WRITTEN REQUEST: Copy the lines below exactly as they appear, leaving out the pictures.

[START]

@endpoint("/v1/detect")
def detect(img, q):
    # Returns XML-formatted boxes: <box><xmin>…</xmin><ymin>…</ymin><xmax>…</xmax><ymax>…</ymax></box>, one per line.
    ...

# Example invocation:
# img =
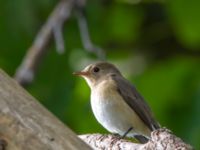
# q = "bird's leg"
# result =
<box><xmin>0</xmin><ymin>139</ymin><xmax>7</xmax><ymax>150</ymax></box>
<box><xmin>121</xmin><ymin>127</ymin><xmax>133</xmax><ymax>139</ymax></box>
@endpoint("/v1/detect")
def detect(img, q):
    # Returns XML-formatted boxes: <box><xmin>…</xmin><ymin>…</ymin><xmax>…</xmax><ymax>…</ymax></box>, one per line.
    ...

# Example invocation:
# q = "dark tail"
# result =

[END]

EXERCISE SOLUTION:
@endpoint("/v1/detect")
def detect(img, q):
    # Returns XML-formatted boxes: <box><xmin>…</xmin><ymin>…</ymin><xmax>…</xmax><ymax>…</ymax></box>, one per line.
    ...

# Example invocation:
# img =
# q = "bird's leg"
# result =
<box><xmin>0</xmin><ymin>139</ymin><xmax>7</xmax><ymax>150</ymax></box>
<box><xmin>121</xmin><ymin>127</ymin><xmax>133</xmax><ymax>139</ymax></box>
@endpoint("/v1/detect")
def detect(img, q):
    # Returns XML-formatted boxes: <box><xmin>…</xmin><ymin>…</ymin><xmax>…</xmax><ymax>…</ymax></box>, one per line.
    ...

# Example invocation:
# q = "dark tail"
# result =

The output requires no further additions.